• [Task goal]:
Select every line in the items below that contains the word "stage", and copy each one out.

(Point labeling items)
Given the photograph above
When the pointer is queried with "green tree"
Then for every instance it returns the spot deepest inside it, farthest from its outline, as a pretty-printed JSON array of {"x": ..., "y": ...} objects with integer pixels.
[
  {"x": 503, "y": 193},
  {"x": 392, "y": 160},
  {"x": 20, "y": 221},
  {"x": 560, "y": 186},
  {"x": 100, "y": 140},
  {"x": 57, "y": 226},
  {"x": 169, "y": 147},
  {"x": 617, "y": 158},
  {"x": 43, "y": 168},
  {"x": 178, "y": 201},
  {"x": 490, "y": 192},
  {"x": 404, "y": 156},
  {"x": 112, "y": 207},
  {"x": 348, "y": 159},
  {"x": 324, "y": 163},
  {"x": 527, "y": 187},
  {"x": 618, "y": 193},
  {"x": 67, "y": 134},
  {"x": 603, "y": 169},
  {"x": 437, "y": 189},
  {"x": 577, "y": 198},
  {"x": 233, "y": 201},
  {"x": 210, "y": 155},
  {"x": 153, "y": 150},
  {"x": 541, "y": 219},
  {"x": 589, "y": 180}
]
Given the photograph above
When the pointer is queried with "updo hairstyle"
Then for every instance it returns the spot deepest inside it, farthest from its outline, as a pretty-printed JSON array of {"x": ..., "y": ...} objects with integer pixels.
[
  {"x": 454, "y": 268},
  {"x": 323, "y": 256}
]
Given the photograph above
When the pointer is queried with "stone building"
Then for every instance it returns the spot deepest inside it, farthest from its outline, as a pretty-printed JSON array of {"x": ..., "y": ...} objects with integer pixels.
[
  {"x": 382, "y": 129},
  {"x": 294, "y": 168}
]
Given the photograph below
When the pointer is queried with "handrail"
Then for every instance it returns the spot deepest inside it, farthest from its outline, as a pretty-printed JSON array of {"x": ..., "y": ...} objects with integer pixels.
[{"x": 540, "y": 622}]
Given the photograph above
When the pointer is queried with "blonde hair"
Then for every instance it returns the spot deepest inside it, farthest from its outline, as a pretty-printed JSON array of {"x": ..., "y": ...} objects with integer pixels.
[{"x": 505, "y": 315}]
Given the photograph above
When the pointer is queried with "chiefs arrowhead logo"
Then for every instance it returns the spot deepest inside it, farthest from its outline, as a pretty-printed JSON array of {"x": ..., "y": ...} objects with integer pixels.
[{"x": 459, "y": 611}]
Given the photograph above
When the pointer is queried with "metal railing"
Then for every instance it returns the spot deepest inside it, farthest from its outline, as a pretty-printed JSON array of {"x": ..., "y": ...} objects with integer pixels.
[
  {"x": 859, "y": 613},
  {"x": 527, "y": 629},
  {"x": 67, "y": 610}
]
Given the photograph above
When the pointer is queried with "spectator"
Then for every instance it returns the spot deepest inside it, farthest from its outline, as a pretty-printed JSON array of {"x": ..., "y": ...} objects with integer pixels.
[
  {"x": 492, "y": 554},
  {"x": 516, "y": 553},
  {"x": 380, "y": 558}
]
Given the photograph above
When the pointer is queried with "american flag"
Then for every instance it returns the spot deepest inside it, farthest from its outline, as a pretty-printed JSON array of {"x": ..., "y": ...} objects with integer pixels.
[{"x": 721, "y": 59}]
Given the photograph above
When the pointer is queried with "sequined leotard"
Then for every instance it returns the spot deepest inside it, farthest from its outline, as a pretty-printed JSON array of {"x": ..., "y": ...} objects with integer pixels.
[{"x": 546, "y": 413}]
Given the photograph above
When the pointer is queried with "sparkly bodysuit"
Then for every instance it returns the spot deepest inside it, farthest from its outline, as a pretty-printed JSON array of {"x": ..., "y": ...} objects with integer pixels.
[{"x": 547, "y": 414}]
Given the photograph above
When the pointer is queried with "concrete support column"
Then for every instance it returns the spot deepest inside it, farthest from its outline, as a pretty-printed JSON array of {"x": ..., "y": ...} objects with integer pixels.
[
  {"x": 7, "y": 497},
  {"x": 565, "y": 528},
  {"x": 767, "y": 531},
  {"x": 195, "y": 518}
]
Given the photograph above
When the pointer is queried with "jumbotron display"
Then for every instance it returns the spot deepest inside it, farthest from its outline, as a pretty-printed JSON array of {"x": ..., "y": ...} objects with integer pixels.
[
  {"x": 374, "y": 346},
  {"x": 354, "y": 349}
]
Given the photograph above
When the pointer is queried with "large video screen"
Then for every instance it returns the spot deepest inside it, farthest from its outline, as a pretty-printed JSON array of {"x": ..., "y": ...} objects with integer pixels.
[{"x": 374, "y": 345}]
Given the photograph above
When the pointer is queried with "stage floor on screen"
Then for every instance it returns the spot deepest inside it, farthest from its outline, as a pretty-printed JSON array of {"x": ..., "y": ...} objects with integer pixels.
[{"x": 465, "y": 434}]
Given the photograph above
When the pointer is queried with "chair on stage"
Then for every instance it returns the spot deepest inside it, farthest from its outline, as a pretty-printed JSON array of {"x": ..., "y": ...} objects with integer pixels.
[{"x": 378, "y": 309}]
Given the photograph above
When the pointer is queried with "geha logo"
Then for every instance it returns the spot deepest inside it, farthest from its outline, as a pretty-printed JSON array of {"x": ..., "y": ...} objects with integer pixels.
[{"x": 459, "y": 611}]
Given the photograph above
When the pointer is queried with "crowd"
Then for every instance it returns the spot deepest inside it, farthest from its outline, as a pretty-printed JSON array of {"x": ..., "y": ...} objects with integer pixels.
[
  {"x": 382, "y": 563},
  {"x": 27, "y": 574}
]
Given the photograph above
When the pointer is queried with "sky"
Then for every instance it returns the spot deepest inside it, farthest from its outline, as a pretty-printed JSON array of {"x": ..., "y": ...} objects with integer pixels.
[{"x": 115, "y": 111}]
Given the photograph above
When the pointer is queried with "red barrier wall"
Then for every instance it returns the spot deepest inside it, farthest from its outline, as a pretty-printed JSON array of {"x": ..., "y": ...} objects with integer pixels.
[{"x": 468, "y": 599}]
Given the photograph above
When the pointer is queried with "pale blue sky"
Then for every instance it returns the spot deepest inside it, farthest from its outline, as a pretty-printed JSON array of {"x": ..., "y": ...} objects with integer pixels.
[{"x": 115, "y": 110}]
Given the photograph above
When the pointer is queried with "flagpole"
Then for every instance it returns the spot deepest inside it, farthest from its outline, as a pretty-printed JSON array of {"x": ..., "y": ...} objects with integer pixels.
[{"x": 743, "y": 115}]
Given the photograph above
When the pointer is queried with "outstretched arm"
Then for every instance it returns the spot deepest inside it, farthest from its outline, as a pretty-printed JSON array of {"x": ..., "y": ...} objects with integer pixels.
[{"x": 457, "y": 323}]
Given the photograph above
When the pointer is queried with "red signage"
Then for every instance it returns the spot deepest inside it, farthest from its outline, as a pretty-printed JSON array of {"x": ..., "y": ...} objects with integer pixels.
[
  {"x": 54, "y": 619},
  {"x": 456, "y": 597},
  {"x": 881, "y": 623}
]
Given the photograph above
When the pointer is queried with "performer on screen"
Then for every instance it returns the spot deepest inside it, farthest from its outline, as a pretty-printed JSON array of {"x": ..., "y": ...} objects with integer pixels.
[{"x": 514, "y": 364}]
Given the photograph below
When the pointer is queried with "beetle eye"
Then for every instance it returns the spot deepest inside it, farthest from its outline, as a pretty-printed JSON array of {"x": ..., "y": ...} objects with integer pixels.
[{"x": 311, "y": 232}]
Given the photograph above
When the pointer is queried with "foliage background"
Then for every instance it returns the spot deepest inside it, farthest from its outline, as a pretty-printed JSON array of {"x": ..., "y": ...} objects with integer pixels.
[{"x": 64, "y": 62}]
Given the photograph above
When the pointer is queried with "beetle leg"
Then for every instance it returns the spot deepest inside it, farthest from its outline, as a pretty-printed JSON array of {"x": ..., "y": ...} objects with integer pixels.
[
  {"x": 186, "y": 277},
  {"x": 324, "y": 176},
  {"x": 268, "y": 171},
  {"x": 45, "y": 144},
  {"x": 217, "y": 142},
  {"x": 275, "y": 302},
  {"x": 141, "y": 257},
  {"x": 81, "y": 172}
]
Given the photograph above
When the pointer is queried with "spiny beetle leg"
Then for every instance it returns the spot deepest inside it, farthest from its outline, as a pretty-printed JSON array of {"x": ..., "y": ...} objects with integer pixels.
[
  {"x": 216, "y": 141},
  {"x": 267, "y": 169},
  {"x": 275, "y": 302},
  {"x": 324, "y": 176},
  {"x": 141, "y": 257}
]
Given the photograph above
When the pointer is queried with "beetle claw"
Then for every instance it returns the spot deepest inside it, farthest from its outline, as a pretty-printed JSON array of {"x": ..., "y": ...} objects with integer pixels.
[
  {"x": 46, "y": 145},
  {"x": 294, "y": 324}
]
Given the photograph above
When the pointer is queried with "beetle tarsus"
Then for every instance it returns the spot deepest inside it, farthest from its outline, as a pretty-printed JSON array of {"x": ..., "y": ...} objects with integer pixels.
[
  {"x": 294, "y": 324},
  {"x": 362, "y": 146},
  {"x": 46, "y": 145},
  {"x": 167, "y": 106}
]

• [Solution to the exercise]:
When the pointer is queried with "stage floor on screen"
When the pointer is queried with "chair on stage"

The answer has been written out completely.